## Tasks:
1. In the podcast excerpt, what first drew the guest to crypto?
2. Please reproduce the podcast excerpt word for word, starting at "The Bank of" and ending at "On the Brink.".

This is a different kind of market, and the Fed is asleep.
The federal government is stepping it to stabilize Fannie Mae.
and Freddie Mac, the two mortgage giants that have been threatened by the housing crisis.
The Bank of England has pumped 75 billion pounds more into Britain's ailing economy with a new round
of Concentive Easy.
You print a couple trillion dollars and all of a sudden people start to worry.
So out of this worry, we have something called the Bitcoin.
Bitcoin.
Dan, welcome to On the Brink.
Thanks for joining me today.
Thanks for having me.
Glad to be here.
Well, before we dive into Nirvana, it would be great to share with the listeners a bit about your
personal background, how you made your way into crypto, and what led you to eventually getting
involved with Nirvana? I am born and raised in Cincinnati, Ohio. I've spent the last 10 years
in Singapore. What originally brought me out here was I used to be a physical commodities
trader. I think there's a lot of overlap with what commodities and crypto do. I was originally
drawn to crypto from Union Square Ventures blog post. Bought crypto, held in Coinbase. I'm sure a lot of
listeners potentially remember this. In 2017, Coinbase, they had said that they were not supporting
the Bitcoin Cash fork. You kind of had to go out and learn how to withdraw the crypto and learn
what a private key was and learn how to sign messages on different blockchains. And it was then that I was
like, wow, this is quite powerful. I want to get involved in this. And yeah, I was sitting in Singapore.

## Given data:
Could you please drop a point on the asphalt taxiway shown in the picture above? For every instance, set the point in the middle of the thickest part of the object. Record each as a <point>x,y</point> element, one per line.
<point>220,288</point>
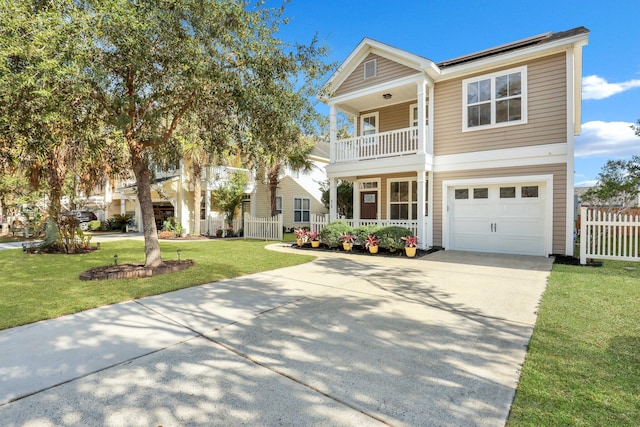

## Worked answers:
1. A Union Square Ventures blog post.

2.
The Bank of England has pumped 75 billion pounds more into Britain's ailing economy with a new round
of Concentive Easy.
You print a couple trillion dollars and all of a sudden people start to worry.
So out of this worry, we have something called the Bitcoin.
Bitcoin.
Dan, welcome to On the Brink.